Object pointing dataset records:

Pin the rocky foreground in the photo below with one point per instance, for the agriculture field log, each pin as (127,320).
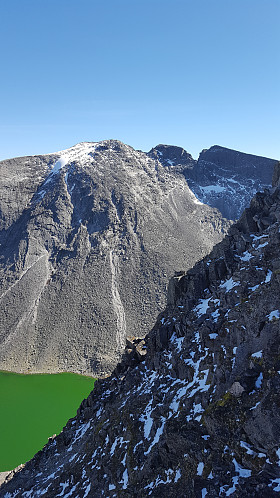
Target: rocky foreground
(199,415)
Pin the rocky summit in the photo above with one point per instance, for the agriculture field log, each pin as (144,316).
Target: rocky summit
(221,177)
(89,239)
(195,414)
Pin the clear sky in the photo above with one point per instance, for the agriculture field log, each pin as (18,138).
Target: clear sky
(192,73)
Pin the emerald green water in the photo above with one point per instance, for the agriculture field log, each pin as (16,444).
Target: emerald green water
(33,408)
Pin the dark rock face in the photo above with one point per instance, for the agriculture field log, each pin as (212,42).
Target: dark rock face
(222,178)
(198,414)
(89,239)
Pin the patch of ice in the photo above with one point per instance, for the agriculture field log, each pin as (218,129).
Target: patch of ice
(229,284)
(246,256)
(275,481)
(202,307)
(268,276)
(258,354)
(200,468)
(177,475)
(177,341)
(259,381)
(125,479)
(241,471)
(157,435)
(215,315)
(213,335)
(213,188)
(273,315)
(254,288)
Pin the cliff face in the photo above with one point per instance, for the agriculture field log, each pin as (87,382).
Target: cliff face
(221,177)
(89,239)
(193,410)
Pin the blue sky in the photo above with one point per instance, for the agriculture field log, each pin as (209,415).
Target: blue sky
(192,73)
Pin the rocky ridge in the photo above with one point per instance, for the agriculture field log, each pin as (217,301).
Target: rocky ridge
(89,239)
(194,410)
(221,177)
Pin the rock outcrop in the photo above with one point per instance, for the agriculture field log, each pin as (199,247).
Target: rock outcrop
(89,239)
(221,177)
(198,414)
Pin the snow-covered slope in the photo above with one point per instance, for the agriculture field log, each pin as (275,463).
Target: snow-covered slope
(199,415)
(89,239)
(222,178)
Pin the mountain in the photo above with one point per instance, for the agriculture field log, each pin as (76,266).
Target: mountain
(89,239)
(221,177)
(197,413)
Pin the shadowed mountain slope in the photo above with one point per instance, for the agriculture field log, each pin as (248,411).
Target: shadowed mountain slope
(89,239)
(199,415)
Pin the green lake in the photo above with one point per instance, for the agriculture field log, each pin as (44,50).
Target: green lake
(33,408)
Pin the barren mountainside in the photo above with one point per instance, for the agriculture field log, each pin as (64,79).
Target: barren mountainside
(221,177)
(199,415)
(89,239)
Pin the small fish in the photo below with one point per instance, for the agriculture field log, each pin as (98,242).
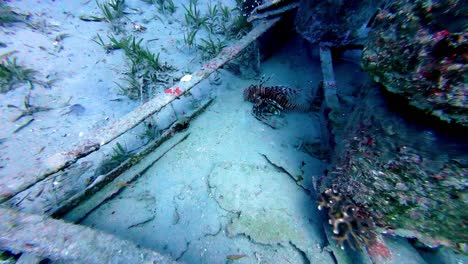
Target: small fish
(235,257)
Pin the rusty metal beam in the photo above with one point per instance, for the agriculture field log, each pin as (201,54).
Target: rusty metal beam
(10,186)
(47,238)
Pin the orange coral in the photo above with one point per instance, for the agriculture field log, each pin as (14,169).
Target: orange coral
(344,217)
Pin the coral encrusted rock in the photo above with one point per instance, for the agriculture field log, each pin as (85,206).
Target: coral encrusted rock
(419,50)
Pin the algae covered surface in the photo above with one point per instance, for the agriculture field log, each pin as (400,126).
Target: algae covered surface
(410,176)
(418,49)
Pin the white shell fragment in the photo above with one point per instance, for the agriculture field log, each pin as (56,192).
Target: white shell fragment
(186,78)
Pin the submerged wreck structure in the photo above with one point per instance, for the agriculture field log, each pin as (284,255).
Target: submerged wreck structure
(398,159)
(399,145)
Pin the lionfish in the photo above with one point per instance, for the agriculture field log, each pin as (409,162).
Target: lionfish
(287,98)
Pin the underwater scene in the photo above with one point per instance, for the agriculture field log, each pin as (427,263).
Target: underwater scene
(234,131)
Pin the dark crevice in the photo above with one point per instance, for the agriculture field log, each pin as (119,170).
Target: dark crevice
(283,170)
(187,245)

* _SET TASK_: Present the material as a Markdown table, starting at the line holding "Pin the lionfish" and running through the final line, both included. Use the columns "Row" for the row number and "Content" for the line, and omit blank lines.

* _RIGHT ANSWER_:
| Row | Content |
|---|---|
| 1 | Pin the lionfish in the photo above with one point per instance, for the agriculture field log, each pin as (409,162). |
| 2 | Target: lionfish |
| 3 | (287,98) |
| 4 | Pin the underwater scene in the photo above with one point per instance, for the agriculture field log, each pin as (427,263). |
| 5 | Target: underwater scene |
| 6 | (234,131) |
| 7 | Pin the dark crevice in the photo above with one point per instance, for the agriculture field log, each pin as (119,170). |
| 8 | Target: dark crevice |
| 9 | (283,170) |
| 10 | (187,245) |